[Begin SOURCE RECORDS]

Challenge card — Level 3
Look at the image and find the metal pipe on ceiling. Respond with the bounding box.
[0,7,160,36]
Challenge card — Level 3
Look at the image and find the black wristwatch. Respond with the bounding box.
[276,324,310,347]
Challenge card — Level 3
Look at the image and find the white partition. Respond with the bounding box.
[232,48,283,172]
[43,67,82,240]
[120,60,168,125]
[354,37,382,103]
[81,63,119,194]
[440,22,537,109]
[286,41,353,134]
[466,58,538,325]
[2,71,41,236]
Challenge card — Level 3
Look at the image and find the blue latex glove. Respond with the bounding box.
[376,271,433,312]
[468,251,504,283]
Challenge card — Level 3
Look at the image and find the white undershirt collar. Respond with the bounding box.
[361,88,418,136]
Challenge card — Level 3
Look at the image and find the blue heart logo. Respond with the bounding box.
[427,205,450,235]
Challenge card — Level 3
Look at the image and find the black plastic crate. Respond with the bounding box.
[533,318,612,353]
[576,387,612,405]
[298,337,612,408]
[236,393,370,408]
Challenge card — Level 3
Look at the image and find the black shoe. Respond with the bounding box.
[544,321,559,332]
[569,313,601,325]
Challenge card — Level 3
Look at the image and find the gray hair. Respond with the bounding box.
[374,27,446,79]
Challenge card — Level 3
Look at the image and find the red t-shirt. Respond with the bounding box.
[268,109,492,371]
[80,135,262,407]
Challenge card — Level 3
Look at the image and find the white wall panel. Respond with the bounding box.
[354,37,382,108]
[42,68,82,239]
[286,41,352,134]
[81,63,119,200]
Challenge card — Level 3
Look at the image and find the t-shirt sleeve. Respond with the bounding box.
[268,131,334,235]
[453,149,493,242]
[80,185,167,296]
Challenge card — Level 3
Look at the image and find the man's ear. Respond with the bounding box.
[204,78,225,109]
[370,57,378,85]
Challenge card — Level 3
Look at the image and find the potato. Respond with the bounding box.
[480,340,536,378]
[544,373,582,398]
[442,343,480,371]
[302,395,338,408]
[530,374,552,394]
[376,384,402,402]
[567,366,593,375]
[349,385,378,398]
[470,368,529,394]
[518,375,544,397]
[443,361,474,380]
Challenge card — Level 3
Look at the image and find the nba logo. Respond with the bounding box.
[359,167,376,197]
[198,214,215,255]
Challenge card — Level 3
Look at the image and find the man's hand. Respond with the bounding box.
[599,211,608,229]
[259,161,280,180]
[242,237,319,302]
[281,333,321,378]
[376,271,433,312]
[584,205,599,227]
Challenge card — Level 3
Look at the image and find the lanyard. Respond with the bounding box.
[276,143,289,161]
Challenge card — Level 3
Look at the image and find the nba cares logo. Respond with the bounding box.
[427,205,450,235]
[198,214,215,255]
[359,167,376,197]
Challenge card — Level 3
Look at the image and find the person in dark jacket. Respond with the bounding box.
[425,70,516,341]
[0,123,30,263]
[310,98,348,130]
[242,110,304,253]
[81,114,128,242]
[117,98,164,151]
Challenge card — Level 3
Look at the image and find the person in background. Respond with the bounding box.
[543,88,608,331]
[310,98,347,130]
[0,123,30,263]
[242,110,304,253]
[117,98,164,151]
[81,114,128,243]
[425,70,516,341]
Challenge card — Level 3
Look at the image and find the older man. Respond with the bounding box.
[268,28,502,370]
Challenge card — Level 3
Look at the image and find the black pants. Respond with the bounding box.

[End SOURCE RECORDS]
[Begin SOURCE RECORDS]

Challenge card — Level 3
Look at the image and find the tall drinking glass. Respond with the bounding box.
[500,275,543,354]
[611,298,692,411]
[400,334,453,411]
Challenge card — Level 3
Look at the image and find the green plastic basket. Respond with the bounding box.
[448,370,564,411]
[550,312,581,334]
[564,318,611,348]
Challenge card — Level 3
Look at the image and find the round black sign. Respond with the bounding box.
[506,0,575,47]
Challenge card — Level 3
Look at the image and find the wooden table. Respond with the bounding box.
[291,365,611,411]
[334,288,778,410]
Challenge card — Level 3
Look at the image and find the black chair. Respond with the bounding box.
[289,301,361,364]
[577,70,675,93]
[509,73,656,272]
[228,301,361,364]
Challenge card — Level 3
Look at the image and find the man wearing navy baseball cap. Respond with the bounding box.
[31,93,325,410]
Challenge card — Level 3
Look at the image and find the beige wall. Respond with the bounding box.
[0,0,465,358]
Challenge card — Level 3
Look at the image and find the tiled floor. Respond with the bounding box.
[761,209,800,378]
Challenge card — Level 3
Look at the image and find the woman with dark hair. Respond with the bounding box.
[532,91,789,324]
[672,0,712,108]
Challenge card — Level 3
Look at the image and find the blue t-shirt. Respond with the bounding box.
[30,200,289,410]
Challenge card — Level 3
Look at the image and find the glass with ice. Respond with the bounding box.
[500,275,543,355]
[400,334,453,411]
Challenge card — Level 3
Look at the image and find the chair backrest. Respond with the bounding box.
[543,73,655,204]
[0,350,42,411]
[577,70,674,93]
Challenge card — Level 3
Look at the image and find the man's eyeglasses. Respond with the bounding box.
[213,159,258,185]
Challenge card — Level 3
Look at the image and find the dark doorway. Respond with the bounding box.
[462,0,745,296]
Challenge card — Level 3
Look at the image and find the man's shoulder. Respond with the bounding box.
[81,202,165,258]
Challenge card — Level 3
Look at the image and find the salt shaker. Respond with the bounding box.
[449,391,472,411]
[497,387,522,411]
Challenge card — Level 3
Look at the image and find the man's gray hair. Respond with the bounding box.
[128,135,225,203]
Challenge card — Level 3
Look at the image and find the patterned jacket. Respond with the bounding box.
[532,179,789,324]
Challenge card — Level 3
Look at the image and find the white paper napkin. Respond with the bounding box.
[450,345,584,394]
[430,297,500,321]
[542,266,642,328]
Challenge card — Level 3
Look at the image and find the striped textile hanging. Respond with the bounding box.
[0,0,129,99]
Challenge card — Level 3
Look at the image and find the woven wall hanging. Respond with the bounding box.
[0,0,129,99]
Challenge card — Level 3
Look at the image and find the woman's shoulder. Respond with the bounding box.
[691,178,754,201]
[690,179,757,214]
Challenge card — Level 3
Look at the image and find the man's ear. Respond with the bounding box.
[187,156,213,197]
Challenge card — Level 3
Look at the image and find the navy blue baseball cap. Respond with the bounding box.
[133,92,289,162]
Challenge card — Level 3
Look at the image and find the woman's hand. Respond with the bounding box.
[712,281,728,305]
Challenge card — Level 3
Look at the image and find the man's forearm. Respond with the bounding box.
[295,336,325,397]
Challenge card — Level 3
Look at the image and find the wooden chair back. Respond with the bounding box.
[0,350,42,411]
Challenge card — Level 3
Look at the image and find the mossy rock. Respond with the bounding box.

[End SOURCE RECORDS]
[Begin SOURCE RECORDS]

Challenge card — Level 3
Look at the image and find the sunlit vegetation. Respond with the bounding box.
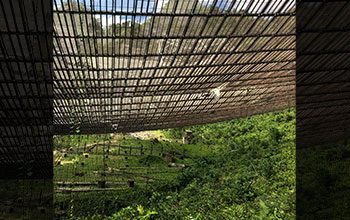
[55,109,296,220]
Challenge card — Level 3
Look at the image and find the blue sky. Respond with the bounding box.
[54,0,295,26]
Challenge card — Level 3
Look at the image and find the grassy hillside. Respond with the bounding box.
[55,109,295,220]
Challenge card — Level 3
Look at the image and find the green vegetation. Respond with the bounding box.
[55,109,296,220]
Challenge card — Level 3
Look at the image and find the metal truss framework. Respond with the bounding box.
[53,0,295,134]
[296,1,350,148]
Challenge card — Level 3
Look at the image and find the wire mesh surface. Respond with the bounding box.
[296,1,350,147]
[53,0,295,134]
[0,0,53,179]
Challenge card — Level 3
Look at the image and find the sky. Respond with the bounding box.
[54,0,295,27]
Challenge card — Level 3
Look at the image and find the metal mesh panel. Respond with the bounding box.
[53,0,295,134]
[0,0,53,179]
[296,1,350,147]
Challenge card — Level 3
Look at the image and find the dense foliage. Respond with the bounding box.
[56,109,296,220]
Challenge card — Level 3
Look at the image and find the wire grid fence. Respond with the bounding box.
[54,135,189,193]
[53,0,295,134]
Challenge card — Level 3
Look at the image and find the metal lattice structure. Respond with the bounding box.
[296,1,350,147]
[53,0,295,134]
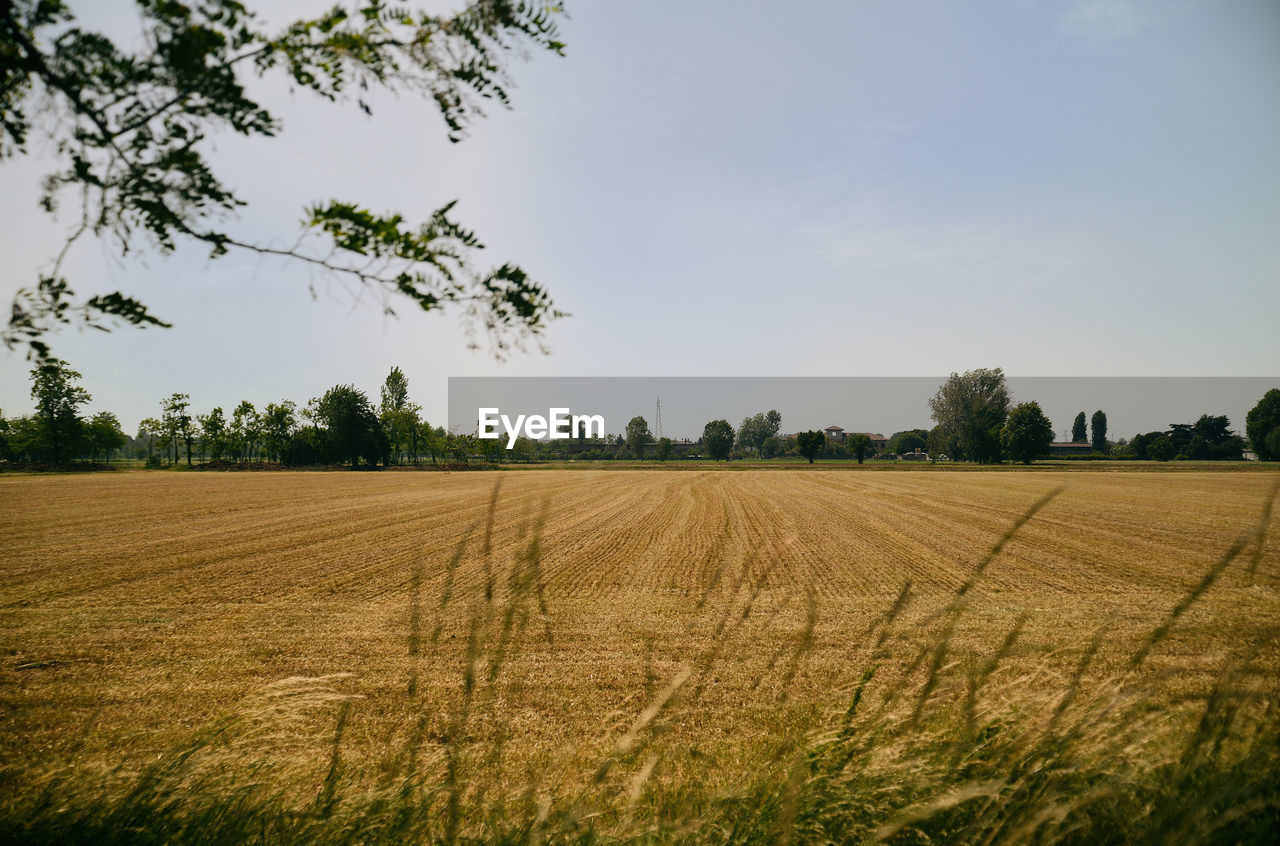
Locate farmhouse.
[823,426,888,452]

[End SOURCE RECORDS]

▶ [TO BE DONE]:
Please pick out every line in the records above that contains the word "baseball" and copy each of those lines.

▶ [EXPECTED ANSWER]:
Look at the image and find the man wearing navy baseball cap. Respond with the bounding box.
Look at the image and find the navy blue baseball cap. Respond with the bounding box.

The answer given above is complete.